Records for the exercise:
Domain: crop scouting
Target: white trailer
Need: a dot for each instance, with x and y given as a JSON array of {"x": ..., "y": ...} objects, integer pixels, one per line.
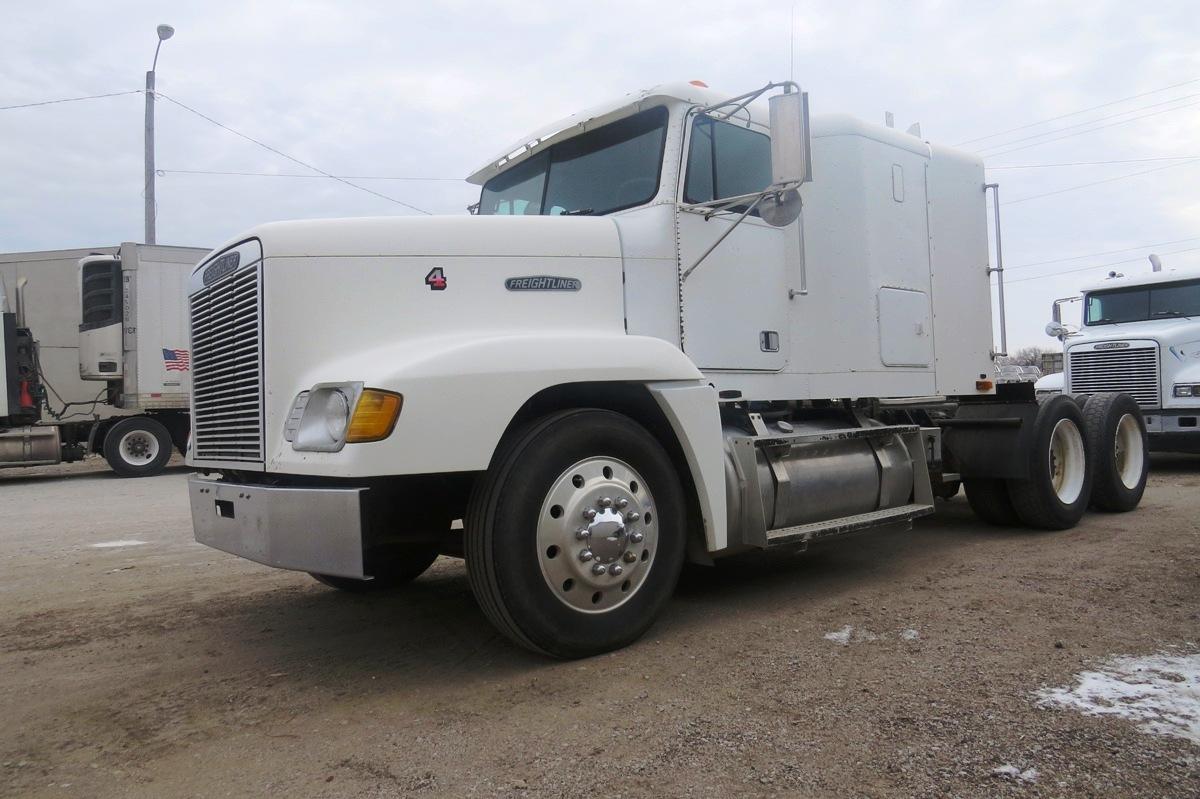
[
  {"x": 640, "y": 350},
  {"x": 1140, "y": 335},
  {"x": 107, "y": 367}
]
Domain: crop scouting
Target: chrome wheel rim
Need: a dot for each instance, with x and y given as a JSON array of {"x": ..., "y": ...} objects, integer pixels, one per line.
[
  {"x": 597, "y": 534},
  {"x": 138, "y": 448},
  {"x": 1068, "y": 464},
  {"x": 1128, "y": 455}
]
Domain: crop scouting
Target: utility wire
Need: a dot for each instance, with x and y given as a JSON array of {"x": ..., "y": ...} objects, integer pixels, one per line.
[
  {"x": 1091, "y": 121},
  {"x": 294, "y": 160},
  {"x": 297, "y": 174},
  {"x": 1091, "y": 163},
  {"x": 1084, "y": 110},
  {"x": 1085, "y": 269},
  {"x": 1099, "y": 127},
  {"x": 1107, "y": 252},
  {"x": 71, "y": 100},
  {"x": 1097, "y": 182}
]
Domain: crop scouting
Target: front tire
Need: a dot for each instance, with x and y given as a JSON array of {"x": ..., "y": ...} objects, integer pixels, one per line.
[
  {"x": 138, "y": 446},
  {"x": 1060, "y": 484},
  {"x": 576, "y": 534},
  {"x": 1116, "y": 438}
]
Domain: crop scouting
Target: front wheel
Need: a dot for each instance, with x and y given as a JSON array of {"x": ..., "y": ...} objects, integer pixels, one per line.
[
  {"x": 575, "y": 535},
  {"x": 138, "y": 446}
]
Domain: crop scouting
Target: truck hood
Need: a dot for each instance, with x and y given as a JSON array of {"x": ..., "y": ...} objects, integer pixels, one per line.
[{"x": 531, "y": 236}]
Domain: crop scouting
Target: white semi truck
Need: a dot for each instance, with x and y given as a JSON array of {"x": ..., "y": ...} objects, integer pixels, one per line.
[
  {"x": 641, "y": 350},
  {"x": 1140, "y": 335},
  {"x": 101, "y": 336}
]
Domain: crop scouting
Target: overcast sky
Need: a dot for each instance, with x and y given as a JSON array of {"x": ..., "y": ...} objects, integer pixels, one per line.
[{"x": 433, "y": 89}]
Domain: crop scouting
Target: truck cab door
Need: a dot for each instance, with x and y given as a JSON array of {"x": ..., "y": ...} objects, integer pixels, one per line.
[{"x": 736, "y": 305}]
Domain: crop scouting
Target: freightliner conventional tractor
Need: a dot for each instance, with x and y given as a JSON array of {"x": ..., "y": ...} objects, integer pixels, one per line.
[
  {"x": 678, "y": 326},
  {"x": 99, "y": 347},
  {"x": 1141, "y": 336}
]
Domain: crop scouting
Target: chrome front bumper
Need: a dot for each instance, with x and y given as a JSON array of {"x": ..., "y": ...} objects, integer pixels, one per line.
[{"x": 307, "y": 529}]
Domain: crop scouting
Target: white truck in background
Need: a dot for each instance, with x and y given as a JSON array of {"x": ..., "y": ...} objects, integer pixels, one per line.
[
  {"x": 1140, "y": 335},
  {"x": 101, "y": 335},
  {"x": 641, "y": 349}
]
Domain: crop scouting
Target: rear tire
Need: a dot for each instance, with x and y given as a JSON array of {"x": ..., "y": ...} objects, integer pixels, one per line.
[
  {"x": 1116, "y": 439},
  {"x": 138, "y": 446},
  {"x": 405, "y": 564},
  {"x": 575, "y": 535},
  {"x": 989, "y": 499},
  {"x": 1060, "y": 485}
]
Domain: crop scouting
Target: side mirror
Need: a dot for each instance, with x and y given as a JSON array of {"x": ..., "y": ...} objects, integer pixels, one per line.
[{"x": 791, "y": 160}]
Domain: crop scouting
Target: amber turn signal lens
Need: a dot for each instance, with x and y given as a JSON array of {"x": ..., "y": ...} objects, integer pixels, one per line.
[{"x": 375, "y": 416}]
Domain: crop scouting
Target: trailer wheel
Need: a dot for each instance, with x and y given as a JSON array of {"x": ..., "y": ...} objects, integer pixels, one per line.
[
  {"x": 576, "y": 534},
  {"x": 1116, "y": 439},
  {"x": 990, "y": 502},
  {"x": 405, "y": 565},
  {"x": 1060, "y": 485},
  {"x": 138, "y": 446}
]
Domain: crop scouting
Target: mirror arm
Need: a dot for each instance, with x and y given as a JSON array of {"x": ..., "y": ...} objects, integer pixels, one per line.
[{"x": 721, "y": 238}]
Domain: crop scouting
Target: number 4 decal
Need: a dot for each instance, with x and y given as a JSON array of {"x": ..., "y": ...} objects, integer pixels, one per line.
[{"x": 436, "y": 280}]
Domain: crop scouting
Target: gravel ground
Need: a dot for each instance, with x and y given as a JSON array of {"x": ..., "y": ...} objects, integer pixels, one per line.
[{"x": 889, "y": 665}]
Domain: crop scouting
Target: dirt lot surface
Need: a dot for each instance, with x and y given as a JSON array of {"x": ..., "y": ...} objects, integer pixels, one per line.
[{"x": 156, "y": 667}]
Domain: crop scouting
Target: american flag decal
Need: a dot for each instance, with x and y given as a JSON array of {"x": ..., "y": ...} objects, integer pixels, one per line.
[{"x": 177, "y": 360}]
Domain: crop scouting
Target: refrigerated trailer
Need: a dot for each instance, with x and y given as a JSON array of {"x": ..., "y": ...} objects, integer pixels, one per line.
[
  {"x": 101, "y": 338},
  {"x": 679, "y": 325}
]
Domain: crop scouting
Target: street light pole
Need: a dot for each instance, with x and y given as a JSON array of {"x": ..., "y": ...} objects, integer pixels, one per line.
[{"x": 165, "y": 32}]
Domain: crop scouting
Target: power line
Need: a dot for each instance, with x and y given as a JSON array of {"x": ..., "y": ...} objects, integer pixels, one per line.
[
  {"x": 1099, "y": 127},
  {"x": 1107, "y": 252},
  {"x": 297, "y": 174},
  {"x": 1092, "y": 163},
  {"x": 1084, "y": 110},
  {"x": 1085, "y": 269},
  {"x": 72, "y": 100},
  {"x": 1092, "y": 121},
  {"x": 294, "y": 160},
  {"x": 1097, "y": 182}
]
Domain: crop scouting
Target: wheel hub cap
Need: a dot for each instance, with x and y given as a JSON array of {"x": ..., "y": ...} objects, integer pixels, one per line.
[{"x": 597, "y": 534}]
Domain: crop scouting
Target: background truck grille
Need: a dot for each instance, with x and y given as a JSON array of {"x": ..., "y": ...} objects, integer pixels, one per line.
[
  {"x": 1133, "y": 371},
  {"x": 227, "y": 368}
]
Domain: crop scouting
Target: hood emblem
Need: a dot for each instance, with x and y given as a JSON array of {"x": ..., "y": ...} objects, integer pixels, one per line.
[{"x": 543, "y": 283}]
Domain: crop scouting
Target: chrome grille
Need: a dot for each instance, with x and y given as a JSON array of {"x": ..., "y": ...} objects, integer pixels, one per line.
[
  {"x": 227, "y": 368},
  {"x": 1133, "y": 371}
]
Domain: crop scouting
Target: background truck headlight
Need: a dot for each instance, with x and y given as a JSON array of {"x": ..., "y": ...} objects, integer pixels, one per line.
[{"x": 331, "y": 415}]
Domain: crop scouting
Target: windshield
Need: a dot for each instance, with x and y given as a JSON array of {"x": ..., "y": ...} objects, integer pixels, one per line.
[
  {"x": 599, "y": 172},
  {"x": 1141, "y": 302}
]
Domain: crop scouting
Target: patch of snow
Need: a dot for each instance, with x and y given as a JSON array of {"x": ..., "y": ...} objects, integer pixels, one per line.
[
  {"x": 849, "y": 634},
  {"x": 1159, "y": 691},
  {"x": 840, "y": 636},
  {"x": 1009, "y": 772}
]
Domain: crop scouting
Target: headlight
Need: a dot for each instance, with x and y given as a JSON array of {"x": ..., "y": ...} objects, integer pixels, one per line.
[{"x": 334, "y": 414}]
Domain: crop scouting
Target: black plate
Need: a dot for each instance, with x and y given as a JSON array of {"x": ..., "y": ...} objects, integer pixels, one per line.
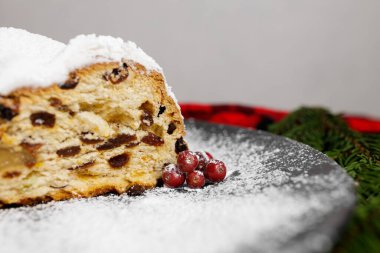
[{"x": 279, "y": 196}]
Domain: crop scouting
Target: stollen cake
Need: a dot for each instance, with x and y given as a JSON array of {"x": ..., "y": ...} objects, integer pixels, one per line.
[{"x": 83, "y": 119}]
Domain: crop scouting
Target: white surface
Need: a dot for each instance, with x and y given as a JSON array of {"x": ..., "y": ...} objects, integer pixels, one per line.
[
  {"x": 273, "y": 195},
  {"x": 35, "y": 60},
  {"x": 280, "y": 54}
]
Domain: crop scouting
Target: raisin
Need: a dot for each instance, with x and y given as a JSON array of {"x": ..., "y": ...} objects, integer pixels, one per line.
[
  {"x": 42, "y": 119},
  {"x": 152, "y": 139},
  {"x": 6, "y": 113},
  {"x": 171, "y": 128},
  {"x": 57, "y": 103},
  {"x": 161, "y": 110},
  {"x": 90, "y": 141},
  {"x": 132, "y": 144},
  {"x": 147, "y": 118},
  {"x": 136, "y": 190},
  {"x": 70, "y": 83},
  {"x": 117, "y": 141},
  {"x": 11, "y": 174},
  {"x": 83, "y": 166},
  {"x": 69, "y": 151},
  {"x": 180, "y": 145},
  {"x": 119, "y": 160},
  {"x": 117, "y": 75}
]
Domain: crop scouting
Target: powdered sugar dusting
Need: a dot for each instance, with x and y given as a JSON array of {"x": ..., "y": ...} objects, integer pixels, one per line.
[
  {"x": 277, "y": 197},
  {"x": 28, "y": 59}
]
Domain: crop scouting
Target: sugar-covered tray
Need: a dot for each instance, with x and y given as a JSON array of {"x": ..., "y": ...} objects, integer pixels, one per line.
[{"x": 279, "y": 196}]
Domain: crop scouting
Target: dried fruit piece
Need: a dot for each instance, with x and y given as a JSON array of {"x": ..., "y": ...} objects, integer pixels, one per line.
[
  {"x": 30, "y": 147},
  {"x": 117, "y": 141},
  {"x": 152, "y": 139},
  {"x": 136, "y": 190},
  {"x": 180, "y": 145},
  {"x": 146, "y": 118},
  {"x": 117, "y": 75},
  {"x": 119, "y": 160},
  {"x": 195, "y": 179},
  {"x": 90, "y": 141},
  {"x": 6, "y": 113},
  {"x": 83, "y": 166},
  {"x": 43, "y": 119},
  {"x": 69, "y": 151},
  {"x": 187, "y": 161},
  {"x": 172, "y": 176},
  {"x": 132, "y": 144},
  {"x": 161, "y": 110},
  {"x": 57, "y": 103},
  {"x": 171, "y": 128},
  {"x": 215, "y": 171},
  {"x": 11, "y": 174},
  {"x": 203, "y": 159},
  {"x": 70, "y": 83}
]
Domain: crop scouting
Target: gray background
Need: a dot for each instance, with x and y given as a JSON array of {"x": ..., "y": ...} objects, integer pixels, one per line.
[{"x": 279, "y": 54}]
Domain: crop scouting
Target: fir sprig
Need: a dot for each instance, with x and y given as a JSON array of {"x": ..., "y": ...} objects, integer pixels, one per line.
[{"x": 358, "y": 153}]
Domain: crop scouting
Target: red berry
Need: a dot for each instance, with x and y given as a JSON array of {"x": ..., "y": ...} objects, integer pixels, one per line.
[
  {"x": 195, "y": 179},
  {"x": 215, "y": 171},
  {"x": 172, "y": 177},
  {"x": 187, "y": 161},
  {"x": 203, "y": 159}
]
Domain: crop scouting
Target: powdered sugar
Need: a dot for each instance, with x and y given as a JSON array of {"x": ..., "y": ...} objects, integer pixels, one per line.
[
  {"x": 28, "y": 59},
  {"x": 277, "y": 197}
]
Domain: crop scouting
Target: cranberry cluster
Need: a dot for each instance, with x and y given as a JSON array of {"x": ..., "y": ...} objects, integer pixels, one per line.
[{"x": 194, "y": 168}]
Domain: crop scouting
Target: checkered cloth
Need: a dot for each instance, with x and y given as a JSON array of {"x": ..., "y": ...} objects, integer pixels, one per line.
[{"x": 260, "y": 118}]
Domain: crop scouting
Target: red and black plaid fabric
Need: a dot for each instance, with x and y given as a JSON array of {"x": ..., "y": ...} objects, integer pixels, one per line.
[{"x": 260, "y": 118}]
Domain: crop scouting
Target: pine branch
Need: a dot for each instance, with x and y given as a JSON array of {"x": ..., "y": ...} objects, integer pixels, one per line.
[{"x": 358, "y": 153}]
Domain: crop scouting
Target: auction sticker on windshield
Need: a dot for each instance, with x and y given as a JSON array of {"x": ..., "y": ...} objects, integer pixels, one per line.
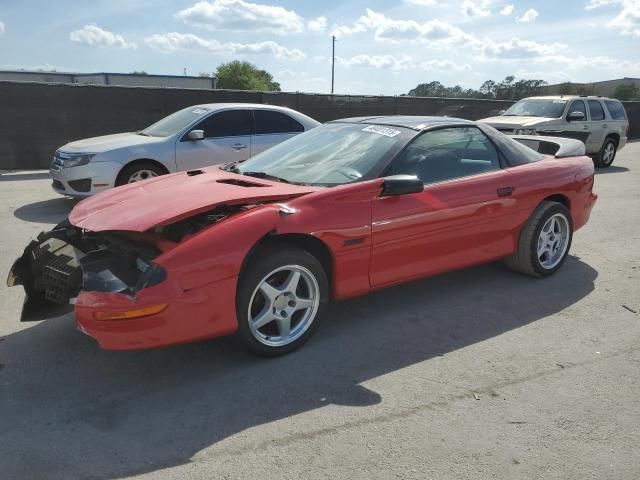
[{"x": 387, "y": 132}]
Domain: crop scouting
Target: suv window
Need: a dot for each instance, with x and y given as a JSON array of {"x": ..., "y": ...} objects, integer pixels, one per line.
[
  {"x": 275, "y": 122},
  {"x": 596, "y": 110},
  {"x": 229, "y": 123},
  {"x": 577, "y": 106},
  {"x": 616, "y": 110},
  {"x": 446, "y": 154}
]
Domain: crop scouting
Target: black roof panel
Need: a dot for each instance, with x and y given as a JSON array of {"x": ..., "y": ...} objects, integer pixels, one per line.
[{"x": 408, "y": 121}]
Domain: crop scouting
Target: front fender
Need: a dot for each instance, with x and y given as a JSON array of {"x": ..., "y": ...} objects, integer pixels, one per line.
[{"x": 219, "y": 252}]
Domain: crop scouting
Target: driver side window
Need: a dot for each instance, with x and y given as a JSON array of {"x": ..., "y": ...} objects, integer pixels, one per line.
[
  {"x": 228, "y": 123},
  {"x": 577, "y": 106},
  {"x": 447, "y": 154}
]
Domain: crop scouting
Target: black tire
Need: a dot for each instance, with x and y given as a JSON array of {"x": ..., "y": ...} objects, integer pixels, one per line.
[
  {"x": 604, "y": 159},
  {"x": 525, "y": 260},
  {"x": 138, "y": 166},
  {"x": 260, "y": 265}
]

Task objective:
The required output is a copy of each line in the records where the string "windshield" occurs.

Output:
Target: windshield
Target: auction sticker on windshield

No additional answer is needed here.